● Stated exercise: Which lines in the records below contain the word "bread"? Report each such line, copied in full.

● Input:
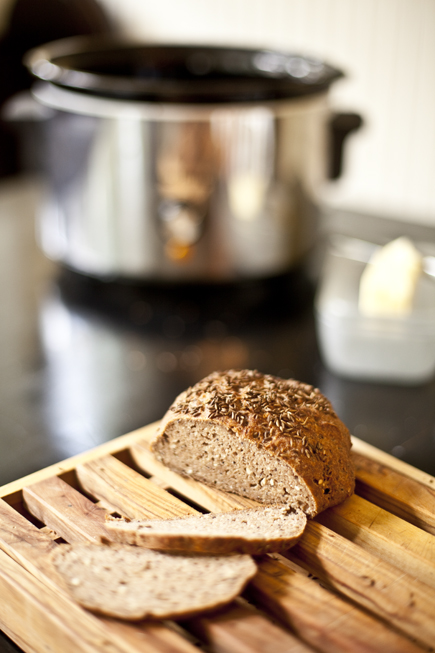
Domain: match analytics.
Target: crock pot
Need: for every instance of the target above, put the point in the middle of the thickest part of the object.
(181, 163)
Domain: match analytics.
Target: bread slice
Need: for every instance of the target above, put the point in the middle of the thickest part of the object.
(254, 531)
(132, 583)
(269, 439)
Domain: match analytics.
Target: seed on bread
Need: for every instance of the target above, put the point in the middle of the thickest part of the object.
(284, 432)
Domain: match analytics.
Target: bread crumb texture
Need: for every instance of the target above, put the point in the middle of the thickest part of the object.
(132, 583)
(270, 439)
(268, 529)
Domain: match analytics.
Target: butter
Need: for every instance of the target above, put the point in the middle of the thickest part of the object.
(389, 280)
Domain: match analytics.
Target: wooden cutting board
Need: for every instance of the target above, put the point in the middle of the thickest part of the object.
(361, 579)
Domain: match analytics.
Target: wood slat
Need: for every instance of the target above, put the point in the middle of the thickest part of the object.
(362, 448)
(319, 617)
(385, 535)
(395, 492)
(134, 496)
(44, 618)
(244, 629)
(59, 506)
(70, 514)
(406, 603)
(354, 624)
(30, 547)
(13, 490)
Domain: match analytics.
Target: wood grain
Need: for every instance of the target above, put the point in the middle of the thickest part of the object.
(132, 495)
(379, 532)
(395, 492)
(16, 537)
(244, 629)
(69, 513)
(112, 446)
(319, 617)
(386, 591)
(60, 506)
* * *
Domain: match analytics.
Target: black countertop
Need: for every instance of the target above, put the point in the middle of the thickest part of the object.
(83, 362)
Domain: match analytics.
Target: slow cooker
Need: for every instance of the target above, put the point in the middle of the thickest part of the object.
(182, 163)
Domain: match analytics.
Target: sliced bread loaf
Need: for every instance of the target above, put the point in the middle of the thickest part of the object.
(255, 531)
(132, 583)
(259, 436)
--
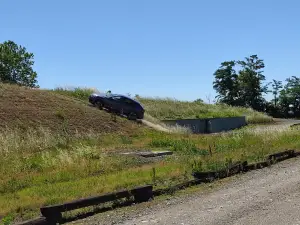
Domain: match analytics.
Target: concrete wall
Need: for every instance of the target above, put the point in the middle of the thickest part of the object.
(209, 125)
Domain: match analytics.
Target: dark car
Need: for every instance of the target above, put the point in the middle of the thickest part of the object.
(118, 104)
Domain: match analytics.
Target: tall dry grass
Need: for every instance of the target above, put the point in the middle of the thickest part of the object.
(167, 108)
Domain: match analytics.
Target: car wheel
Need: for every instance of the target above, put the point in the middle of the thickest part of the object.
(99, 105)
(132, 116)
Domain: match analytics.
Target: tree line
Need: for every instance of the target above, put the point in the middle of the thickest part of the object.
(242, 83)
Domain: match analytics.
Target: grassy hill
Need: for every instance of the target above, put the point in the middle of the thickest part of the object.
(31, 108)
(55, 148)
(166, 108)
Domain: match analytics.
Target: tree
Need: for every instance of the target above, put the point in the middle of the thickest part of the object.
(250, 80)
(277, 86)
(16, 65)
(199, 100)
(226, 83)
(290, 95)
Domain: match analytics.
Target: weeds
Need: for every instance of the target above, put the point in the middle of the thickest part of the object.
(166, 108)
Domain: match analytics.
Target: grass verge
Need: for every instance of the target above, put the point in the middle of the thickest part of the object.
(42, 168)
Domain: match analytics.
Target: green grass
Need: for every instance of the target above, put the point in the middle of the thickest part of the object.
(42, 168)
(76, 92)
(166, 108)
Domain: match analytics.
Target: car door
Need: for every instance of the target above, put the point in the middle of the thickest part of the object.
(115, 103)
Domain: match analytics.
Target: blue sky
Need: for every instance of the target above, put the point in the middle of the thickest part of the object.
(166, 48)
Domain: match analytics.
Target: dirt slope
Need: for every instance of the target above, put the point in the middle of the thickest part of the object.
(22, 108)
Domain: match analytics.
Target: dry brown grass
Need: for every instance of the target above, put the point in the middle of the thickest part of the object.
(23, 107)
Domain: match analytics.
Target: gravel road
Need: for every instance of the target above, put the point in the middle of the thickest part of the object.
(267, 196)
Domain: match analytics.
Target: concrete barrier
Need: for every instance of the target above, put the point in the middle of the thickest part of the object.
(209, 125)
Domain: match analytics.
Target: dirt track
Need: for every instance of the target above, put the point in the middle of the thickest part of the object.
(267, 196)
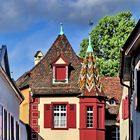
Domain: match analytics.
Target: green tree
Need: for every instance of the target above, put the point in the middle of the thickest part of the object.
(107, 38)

● The reply:
Target: bread slice
Target: seed on bread
Target: bread crumb texture
Target: sliced bread loaf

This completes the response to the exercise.